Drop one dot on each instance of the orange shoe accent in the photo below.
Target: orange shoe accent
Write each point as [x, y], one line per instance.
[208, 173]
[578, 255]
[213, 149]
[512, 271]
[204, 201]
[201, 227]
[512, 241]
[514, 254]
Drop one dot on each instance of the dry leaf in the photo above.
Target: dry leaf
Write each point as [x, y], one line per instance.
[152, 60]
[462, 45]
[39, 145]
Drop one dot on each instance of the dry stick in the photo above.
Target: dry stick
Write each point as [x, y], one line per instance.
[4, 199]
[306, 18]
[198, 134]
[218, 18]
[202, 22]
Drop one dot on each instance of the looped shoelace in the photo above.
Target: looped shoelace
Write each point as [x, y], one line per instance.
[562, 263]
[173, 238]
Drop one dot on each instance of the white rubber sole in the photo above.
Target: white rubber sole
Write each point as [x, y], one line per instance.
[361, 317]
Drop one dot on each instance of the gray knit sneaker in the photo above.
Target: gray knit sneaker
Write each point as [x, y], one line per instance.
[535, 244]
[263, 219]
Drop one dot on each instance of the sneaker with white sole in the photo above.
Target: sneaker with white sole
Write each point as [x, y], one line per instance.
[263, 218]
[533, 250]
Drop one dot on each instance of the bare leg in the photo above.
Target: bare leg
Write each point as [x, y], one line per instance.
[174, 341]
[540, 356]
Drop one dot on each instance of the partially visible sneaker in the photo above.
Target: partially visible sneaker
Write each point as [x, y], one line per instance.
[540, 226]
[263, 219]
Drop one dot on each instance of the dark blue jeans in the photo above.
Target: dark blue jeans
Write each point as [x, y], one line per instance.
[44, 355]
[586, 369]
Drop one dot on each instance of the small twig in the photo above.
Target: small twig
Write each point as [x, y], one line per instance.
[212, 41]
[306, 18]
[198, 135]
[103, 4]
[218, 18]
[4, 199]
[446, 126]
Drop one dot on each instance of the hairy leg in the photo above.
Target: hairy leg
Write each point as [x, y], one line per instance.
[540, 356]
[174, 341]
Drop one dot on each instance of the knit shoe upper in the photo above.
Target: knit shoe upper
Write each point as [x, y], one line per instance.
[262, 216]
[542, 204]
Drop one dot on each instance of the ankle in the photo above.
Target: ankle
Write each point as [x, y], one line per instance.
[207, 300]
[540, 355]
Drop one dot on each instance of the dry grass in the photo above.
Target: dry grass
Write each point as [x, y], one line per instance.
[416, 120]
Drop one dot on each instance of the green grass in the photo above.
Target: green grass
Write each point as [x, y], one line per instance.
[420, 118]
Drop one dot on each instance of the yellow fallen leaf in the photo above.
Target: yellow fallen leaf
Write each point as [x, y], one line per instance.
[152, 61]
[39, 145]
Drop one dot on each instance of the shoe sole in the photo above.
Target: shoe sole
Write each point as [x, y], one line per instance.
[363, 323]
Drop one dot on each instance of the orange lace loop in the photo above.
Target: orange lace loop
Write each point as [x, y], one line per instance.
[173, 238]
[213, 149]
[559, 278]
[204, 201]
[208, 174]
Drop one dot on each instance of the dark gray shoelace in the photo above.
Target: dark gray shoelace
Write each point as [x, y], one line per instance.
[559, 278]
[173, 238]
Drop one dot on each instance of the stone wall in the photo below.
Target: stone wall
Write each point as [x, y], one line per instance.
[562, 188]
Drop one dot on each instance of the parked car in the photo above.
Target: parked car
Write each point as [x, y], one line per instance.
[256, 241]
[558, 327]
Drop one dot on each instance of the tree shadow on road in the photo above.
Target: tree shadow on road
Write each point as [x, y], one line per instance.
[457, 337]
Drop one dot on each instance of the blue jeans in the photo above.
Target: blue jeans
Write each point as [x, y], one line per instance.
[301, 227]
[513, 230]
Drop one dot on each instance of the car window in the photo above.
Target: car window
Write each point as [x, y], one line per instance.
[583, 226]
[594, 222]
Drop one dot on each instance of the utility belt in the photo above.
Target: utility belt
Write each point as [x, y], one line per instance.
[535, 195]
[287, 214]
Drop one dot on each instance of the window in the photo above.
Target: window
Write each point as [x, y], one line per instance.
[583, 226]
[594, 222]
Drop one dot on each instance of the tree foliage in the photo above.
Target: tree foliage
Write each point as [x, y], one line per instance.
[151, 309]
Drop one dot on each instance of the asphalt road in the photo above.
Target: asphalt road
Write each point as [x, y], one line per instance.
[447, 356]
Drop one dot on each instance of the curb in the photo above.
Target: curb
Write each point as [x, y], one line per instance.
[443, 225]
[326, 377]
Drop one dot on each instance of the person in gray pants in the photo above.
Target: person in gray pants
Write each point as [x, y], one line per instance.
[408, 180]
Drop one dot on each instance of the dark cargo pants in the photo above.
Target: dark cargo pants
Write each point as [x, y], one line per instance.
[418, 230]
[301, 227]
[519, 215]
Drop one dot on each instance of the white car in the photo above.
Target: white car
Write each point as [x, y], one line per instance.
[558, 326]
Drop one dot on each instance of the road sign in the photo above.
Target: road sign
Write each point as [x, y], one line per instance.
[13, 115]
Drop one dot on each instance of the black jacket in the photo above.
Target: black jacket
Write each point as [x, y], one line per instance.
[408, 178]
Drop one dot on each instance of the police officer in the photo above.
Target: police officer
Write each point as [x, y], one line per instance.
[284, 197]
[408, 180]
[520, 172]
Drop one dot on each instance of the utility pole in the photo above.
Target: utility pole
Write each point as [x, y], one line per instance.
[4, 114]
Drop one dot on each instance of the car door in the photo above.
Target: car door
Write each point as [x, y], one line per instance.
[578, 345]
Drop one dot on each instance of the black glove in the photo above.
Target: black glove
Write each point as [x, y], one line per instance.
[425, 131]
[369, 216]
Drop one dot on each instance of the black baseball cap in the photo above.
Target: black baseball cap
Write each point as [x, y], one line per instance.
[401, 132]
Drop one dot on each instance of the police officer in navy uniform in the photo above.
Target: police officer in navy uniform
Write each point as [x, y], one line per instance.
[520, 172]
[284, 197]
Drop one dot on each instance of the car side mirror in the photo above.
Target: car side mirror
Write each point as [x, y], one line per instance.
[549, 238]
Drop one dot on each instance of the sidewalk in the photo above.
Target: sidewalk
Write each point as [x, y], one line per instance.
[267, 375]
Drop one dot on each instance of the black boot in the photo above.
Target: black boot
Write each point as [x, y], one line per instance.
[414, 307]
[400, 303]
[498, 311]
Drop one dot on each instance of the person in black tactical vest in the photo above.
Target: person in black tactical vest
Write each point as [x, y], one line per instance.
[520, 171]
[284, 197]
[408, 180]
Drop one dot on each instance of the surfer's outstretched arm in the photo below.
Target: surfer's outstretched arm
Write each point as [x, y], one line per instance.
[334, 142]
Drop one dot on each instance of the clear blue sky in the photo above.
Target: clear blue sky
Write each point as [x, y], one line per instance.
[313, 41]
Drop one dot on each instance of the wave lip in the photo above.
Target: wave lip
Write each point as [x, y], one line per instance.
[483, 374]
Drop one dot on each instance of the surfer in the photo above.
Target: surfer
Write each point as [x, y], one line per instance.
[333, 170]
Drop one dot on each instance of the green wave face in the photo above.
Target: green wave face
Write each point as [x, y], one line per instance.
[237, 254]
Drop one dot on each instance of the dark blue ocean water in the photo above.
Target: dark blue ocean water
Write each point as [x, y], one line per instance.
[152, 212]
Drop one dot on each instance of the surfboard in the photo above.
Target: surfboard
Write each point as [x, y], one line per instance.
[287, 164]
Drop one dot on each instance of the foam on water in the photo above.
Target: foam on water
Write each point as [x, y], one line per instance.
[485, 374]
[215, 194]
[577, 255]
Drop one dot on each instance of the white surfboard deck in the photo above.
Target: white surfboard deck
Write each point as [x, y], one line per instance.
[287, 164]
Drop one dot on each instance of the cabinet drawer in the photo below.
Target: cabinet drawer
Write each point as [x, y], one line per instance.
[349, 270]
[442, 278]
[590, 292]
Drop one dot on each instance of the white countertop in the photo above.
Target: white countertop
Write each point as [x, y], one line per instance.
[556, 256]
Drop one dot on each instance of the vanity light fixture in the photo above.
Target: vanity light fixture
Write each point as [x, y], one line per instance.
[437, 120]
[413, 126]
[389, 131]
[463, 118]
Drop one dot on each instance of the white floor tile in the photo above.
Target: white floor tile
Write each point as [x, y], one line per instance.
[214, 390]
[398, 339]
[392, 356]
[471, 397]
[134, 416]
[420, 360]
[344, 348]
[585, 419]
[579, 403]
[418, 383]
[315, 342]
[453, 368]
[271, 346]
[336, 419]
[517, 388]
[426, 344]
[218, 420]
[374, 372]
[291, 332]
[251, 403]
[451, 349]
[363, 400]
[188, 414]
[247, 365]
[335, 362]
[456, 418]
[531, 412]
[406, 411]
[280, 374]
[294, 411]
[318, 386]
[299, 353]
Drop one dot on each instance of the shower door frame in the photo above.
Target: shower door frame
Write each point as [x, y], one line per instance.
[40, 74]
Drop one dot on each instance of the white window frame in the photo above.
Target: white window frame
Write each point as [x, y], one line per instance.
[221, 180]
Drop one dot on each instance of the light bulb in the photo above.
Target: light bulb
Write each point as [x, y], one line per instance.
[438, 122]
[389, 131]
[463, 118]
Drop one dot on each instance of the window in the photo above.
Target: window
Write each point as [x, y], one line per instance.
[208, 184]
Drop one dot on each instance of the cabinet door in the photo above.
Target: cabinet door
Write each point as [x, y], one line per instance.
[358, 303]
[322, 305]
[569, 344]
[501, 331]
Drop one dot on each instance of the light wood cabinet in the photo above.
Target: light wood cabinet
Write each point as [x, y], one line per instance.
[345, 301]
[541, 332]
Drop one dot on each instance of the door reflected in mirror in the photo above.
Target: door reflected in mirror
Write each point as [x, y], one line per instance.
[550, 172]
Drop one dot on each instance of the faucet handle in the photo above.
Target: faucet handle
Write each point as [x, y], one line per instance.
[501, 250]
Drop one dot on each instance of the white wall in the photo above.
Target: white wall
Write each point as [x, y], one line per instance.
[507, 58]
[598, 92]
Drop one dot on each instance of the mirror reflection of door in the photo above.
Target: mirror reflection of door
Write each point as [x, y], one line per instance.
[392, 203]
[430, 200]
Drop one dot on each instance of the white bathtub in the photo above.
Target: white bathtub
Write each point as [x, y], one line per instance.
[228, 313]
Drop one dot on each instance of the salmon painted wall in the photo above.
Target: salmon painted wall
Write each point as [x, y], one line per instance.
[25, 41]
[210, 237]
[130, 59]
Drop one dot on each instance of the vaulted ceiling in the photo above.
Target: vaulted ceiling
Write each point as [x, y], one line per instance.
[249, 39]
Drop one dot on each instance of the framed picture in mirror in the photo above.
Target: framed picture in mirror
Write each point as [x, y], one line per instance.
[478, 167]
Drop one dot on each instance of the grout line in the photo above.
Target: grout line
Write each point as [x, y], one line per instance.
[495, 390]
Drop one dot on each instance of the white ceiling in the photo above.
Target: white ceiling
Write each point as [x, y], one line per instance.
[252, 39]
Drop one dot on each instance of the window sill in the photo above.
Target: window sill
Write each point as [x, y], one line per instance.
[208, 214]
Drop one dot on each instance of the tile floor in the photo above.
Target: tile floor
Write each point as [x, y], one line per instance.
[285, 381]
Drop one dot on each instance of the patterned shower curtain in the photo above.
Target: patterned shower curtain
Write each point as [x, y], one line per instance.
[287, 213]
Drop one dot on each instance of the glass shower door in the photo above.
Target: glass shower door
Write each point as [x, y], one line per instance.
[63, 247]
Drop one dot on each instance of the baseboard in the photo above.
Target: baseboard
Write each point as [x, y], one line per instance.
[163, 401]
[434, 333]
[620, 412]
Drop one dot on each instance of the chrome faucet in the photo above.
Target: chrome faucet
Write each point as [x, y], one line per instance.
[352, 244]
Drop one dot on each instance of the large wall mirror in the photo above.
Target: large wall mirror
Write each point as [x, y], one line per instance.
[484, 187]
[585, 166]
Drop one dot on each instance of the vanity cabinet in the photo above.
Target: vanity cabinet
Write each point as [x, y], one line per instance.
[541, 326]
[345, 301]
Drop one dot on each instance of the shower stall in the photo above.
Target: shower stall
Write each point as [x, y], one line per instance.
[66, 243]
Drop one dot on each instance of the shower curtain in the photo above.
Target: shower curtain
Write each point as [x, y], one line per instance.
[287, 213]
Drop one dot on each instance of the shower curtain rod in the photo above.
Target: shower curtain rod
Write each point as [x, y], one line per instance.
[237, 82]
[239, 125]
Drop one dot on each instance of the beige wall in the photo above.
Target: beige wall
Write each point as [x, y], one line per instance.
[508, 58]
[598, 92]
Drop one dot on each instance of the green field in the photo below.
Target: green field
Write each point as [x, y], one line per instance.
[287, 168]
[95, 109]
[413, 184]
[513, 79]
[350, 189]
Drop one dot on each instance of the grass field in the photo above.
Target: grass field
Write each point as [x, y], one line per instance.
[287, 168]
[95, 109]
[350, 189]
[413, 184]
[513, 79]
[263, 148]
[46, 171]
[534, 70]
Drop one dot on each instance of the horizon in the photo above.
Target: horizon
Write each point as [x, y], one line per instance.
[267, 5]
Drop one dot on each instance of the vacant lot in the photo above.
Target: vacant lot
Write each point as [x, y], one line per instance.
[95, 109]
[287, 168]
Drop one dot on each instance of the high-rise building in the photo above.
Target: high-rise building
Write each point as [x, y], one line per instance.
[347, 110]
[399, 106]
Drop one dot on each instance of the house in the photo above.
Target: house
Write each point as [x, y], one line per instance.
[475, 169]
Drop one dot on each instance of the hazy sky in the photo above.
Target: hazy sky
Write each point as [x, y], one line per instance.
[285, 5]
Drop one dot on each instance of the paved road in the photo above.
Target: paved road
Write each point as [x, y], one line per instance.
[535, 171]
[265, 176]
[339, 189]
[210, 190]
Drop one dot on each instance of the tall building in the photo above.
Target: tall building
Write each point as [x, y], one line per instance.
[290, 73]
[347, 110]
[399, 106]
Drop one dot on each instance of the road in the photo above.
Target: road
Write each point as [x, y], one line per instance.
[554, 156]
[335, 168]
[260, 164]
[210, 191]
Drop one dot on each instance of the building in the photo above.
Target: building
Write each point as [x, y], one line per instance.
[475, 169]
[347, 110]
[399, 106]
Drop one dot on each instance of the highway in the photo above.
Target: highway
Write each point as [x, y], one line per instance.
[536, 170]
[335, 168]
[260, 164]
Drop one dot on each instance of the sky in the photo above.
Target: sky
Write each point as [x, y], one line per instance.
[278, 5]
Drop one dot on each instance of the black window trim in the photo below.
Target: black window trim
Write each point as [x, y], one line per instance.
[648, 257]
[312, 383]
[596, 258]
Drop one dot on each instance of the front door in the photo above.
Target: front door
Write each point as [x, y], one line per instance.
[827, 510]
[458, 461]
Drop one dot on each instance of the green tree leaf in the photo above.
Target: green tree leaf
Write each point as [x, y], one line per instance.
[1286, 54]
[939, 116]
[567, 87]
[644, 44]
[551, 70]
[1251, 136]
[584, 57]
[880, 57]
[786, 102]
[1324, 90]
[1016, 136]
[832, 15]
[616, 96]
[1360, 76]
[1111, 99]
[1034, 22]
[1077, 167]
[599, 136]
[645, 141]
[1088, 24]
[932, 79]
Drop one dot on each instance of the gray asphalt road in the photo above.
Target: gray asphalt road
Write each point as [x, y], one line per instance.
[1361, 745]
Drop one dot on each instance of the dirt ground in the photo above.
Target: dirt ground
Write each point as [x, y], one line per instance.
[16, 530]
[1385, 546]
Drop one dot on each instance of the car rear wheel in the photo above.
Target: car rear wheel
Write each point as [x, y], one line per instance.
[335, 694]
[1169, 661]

◇ ◇ ◇ ◇ ◇ ◇ ◇

(Task requirements): Give everything from the line containing "Drop one dot on each instance of the dirt" down to the end of the rows above as a Markdown table with columns n and Line, where n numbers each line starting from 1 and blank lines are omitted.

(Result below):
| n | Line |
|---|---|
| 1 | Drop one dot on each instance of the dirt ground in the photo above. |
| 2 | Target: dirt ground |
| 3 | Write each point as [x, y], one line per instance. |
| 4 | [16, 530] |
| 5 | [1385, 546] |
| 6 | Drop one dot on each instance of the car rear wheel in the photo above. |
| 7 | Target: car rear wheel |
| 8 | Write each point as [x, y], one line per instance. |
| 9 | [335, 694] |
| 10 | [1169, 661] |